Cet échec montre que l’interventionnisme des États-Unis restera limité. Ils n’agiront que lorsque leurs intérêts seront directement menacés. Dans le cas contraire, leur intervention prendra d’autres formes qui ne mettent pas en danger la sécurité des soldats étasuniens.
Cette doctrine est illustré par la troisième grande intervention militaire de la période. Celle-ci a lieu en Bosnie en 1995 pour mettre fin au conflit qui déchirait l’ex-Yougoslavie depuis 3 ans et en particulier pour faire cesser le siège meurtrier de la ville de Sarajevo par les forces Serbes.

VIDEO 13 : Comment a commencé la guerre en Yougoslavie

Cette fois-ci les États-Unis (qui n’avaient pas d’intérêt personnel à défendre dans cette affaire) ont choisi de ne pas envoyer de troupes au sol et de se contenter de vagues de bombardements pour faire plier le gouvernement serbe. Ils ont choisi aussi de ne pas agir en leur nom mais par l’intermédiaire de l’OTAN.

En Yougoslavie s’opère un partage des tâches : tandis que les Casques bleus déployés par l’ONU tentent difficilement de protéger les civils en servant de bouclier humain (ils n’ont pas le droit de faire usage de leurs armes sauf s’ils sont directement pris pour cibles) comme ici en Bosnie en 1993, l’OTAN bombarde les villes de Serbie pour faire plier le gouvernement.

L’OTAN était un pacte militaire anti-soviétique qui aurait dû être dissout après la disparition de l’Union soviétique, mais les États-Unis souhaitent conserver cette alliance, qui pourra devenir, selon eux, une sorte de force internationale de maintien de la paix. Elle sera d’ailleurs mise à contribution une seconde fois en Yougoslavie quatre ans plus tard, lorsque la guerre reprendra, cette fois en les Serbes et les Kosovars. De nouveau les bombardements de l’OTAN obligeront les Serbes à accepter l’autonomie du Kosovo (1999). Enfin, elle jouera un rôle dans le renversement du dictateur Lybien Muhamar Kadhafi en 2011.

--- Lignes fournies ---
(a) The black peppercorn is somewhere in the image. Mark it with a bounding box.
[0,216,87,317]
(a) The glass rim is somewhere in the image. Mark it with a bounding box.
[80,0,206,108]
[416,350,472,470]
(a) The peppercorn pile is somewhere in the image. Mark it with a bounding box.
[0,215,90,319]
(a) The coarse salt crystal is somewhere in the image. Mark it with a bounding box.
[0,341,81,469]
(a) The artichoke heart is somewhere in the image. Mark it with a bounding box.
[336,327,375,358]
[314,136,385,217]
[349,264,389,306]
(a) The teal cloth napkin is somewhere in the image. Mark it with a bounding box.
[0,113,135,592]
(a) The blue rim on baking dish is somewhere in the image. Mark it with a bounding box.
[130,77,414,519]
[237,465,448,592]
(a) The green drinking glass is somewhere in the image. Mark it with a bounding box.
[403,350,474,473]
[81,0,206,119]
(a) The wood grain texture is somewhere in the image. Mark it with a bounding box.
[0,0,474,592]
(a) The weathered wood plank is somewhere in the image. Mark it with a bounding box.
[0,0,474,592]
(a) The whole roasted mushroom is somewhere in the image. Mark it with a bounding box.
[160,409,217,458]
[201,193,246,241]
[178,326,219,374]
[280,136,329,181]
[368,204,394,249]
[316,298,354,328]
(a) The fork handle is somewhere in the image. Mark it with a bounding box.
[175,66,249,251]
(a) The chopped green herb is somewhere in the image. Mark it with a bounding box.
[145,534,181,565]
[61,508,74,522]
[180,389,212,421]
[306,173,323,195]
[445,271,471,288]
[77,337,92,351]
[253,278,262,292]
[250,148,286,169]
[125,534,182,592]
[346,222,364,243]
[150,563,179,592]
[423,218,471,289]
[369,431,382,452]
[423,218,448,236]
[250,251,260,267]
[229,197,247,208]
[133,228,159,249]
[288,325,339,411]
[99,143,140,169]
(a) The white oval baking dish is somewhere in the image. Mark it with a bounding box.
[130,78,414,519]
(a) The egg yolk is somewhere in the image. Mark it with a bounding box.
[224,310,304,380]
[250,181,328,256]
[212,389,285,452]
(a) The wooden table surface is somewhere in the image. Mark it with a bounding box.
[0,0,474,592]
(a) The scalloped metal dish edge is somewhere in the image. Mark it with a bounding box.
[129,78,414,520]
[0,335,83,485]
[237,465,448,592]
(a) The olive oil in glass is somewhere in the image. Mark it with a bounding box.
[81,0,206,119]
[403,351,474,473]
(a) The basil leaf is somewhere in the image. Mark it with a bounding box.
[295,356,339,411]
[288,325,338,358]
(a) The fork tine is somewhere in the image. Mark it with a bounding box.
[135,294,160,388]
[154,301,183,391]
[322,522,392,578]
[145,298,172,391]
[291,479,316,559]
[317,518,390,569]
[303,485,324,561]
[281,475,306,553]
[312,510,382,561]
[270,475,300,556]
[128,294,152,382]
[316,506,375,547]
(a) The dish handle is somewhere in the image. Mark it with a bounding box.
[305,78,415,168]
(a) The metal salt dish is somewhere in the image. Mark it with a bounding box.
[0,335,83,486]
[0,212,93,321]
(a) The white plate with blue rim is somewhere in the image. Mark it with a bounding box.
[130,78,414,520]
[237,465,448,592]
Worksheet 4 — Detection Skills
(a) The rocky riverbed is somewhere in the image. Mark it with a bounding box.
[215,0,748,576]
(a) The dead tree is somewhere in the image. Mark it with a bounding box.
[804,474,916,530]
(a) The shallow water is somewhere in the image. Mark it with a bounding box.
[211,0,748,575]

--- Travail à réaliser ---
1. Indiquez si chacun des énoncés (a), (b) et (c) concorde avec l'extrait sur les interventions des États-Unis, en justifiant par les mots exacts du texte.
(a) En Bosnie en 1995, les États-Unis ont envoyé des troupes au sol.
(b) Les Casques bleus peuvent utiliser leurs armes lorsqu'ils sont directement pris pour cibles.
(c) L'OTAN était à l'origine un pacte militaire anti-soviétique.
2. Poursuivez en quelques phrases l'extrait sur les interventions des États-Unis, à partir de sa dernière phrase.

--- Exercices corrigés ---
1.
(a) Non : « ont choisi de ne pas envoyer de troupes au sol ».
(b) Oui : « ils n’ont pas le droit de faire usage de leurs armes sauf s’ils sont directement pris pour cibles ».
(c) Oui : « L’OTAN était un pacte militaire anti-soviétique ».

2.
Note 14 : Voir le film de Ridley Scott « La chute du faucon noir »

 

Les limites du multilatéralisme

Durant cette décennie, les États-Unis parviennent à conjuguer la défense de leurs intérêts avec un réel souci de multilatéralisme : toutes leurs interventions sont concertées avec les principales grandes puissances et sont généralement placées sous l’égide de l’ONU. Plusieurs de leurs interventions ont été menées pour des raisons principalement humanitaires, comme en Yougoslavie ou en Somalie.

Les États-Unis veulent exporter leur modèle, mais ils entendent aussi rester maître de leur politique extérieure et ne jamais se retrouver contraints à agir contre leurs intérêts. Ils refusent notamment de se plier aux traités internationaux : ils ne ratifient pas le traité sur l’interdiction des essais nucléaires (1996), le Protocole de Kyoto sur la réduction des gaz à effet de serre (1997) ou le traité instituant la Cour pénale internationale (1998).

La politique étrangère des États-Unis durant cette décennie est donc un fragile équilibre entre la volonté de transformer le monde selon leurs principes, si possible en accord avec le plus grand nombre possible d’alliés, et la crainte de se trouver pris dans un engrenage qu’ils ne maîtriseraient pas, donc le refus de participer à la mise en place d’une nouvelle gouvernance géopolitique mondiale dans laquelle ils n’auraient pas une liberté d’action totale.

Avec les attentats du 11 septembre 2001, la doctrine des États-Unis va être complètement remise en question.

L’antiaméricanisme dans le monde musulman a commencé bien avant les attentats de 2001. Ici en Iran en 1979 des étudiants fêtent la chute du Shah (dictateur mis en place par les États-Unis en 1953) en brûlant le drapeau américain.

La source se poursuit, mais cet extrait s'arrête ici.